# SUPPLIED ENTRIES

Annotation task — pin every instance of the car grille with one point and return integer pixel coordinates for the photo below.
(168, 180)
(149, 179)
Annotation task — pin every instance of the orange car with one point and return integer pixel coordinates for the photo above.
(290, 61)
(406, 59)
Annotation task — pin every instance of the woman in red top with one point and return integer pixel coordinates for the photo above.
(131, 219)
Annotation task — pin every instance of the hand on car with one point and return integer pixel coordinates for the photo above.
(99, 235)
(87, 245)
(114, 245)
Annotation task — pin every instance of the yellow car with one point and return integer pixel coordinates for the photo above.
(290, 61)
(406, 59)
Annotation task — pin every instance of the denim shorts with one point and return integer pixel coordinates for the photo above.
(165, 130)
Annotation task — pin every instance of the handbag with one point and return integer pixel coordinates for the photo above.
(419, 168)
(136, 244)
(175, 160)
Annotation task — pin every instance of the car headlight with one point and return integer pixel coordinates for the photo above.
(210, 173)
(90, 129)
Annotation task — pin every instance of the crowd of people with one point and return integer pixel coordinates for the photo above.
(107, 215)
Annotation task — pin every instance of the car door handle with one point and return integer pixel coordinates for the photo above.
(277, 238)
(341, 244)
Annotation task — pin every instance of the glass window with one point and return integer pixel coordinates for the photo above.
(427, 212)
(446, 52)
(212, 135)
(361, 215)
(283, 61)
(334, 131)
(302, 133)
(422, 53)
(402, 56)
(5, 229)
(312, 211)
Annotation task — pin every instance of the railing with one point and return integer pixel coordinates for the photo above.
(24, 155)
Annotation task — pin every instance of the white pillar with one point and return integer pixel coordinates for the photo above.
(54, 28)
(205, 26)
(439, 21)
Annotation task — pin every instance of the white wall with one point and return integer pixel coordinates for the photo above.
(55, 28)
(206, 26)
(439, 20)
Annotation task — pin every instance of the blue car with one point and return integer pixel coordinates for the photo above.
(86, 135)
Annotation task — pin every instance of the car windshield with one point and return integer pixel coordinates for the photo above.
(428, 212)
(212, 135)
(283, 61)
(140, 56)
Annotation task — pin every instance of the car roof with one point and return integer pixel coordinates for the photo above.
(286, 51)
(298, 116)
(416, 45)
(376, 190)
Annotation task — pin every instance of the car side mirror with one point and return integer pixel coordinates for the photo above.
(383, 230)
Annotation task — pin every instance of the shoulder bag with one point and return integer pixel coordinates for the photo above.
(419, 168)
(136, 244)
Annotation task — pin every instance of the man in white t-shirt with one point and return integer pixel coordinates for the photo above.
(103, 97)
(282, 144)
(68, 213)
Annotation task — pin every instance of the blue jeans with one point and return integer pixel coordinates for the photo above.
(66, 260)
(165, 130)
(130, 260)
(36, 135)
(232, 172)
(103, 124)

# HOW TO COMPLETE THIS TASK
Beginning with the line that contains "Annotation task — pin every instance of the car side", write out every line through the end of the entries above, exactly.

# ANSWER TO THIS TASK
Annotation task — pin every instance of the car side mirror with one point and return integer pixel coordinates for the photo above.
(383, 230)
Annotation task — pin every instance of the shoulder bag with one point and return integer pixel coordinates for the photo above.
(419, 168)
(136, 244)
Annotation task — pin every instance of the man in white t-shirt with one point and return integer pixel coordinates for the photo above.
(103, 97)
(282, 144)
(68, 213)
Annotation task — pin every instance of the blue jeans with one point and return integer pixel coordinates for the photo above.
(66, 260)
(165, 130)
(130, 260)
(36, 135)
(232, 172)
(103, 124)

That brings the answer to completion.